• Records:

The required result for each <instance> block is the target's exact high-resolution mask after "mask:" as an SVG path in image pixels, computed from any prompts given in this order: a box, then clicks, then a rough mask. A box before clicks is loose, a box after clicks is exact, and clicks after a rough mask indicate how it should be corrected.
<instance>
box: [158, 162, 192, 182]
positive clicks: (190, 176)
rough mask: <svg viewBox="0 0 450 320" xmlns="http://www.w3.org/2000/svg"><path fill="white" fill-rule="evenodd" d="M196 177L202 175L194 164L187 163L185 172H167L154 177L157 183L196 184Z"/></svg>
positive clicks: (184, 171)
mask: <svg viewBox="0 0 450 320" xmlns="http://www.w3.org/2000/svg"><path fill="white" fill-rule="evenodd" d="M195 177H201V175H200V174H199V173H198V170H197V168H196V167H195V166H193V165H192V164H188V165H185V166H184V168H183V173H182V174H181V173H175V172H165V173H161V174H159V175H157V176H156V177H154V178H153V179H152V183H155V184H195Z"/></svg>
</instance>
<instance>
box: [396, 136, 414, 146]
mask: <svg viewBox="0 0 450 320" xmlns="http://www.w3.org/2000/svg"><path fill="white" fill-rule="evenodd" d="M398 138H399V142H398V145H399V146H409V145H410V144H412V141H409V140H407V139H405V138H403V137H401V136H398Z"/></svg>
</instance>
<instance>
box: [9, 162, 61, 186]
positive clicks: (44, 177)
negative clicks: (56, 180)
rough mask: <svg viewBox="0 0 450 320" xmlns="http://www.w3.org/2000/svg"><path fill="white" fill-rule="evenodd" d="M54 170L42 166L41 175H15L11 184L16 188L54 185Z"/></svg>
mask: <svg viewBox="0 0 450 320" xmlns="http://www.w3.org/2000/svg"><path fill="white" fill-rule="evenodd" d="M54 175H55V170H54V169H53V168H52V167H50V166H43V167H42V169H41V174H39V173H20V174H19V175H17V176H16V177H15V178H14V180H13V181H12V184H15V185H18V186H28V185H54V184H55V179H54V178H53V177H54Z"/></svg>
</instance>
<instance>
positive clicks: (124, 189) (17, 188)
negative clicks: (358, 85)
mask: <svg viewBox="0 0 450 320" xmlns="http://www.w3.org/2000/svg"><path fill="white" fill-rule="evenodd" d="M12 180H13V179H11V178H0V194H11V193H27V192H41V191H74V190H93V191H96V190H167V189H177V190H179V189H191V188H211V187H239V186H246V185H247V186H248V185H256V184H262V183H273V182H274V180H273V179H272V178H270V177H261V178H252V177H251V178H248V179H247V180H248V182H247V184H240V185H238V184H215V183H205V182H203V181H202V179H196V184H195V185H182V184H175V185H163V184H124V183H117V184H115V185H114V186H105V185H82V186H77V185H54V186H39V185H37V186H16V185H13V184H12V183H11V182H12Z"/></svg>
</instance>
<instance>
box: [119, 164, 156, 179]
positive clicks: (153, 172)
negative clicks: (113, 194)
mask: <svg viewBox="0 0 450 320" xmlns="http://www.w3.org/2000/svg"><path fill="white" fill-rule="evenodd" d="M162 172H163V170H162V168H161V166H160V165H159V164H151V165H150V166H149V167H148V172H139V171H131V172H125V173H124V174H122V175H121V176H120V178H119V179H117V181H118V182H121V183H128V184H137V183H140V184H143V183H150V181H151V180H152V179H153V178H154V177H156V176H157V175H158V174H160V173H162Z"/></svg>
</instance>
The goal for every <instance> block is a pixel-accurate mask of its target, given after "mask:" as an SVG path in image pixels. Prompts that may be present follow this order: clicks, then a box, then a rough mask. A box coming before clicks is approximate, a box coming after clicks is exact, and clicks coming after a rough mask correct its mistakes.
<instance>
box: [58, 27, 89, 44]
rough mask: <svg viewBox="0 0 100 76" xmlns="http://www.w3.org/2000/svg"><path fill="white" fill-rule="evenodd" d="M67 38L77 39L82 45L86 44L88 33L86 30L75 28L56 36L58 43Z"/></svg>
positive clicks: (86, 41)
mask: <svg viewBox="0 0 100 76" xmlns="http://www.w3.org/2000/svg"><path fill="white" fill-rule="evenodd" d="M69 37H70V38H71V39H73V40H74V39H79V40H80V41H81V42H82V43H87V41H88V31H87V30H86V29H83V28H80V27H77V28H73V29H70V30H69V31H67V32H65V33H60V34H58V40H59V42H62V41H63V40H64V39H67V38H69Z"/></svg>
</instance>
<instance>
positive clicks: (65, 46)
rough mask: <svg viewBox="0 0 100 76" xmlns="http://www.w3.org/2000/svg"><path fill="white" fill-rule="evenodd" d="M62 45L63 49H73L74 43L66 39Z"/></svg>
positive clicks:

• Requirement:
Repeat exactly, and only, the run of lines from the start of the material above through the line that holds "positive clicks: (190, 176)".

• Answer to this task:
The required result for each <instance> block is the target's exact high-resolution mask after "mask:" as an SVG path in image pixels, computed from any prompts given in this order: a box, then clicks, then a rough mask. A box before clicks is loose, a box after clicks is exact, and clicks after a rough mask indicate how it should be corrected.
<instance>
box: [158, 162, 192, 182]
positive clicks: (190, 176)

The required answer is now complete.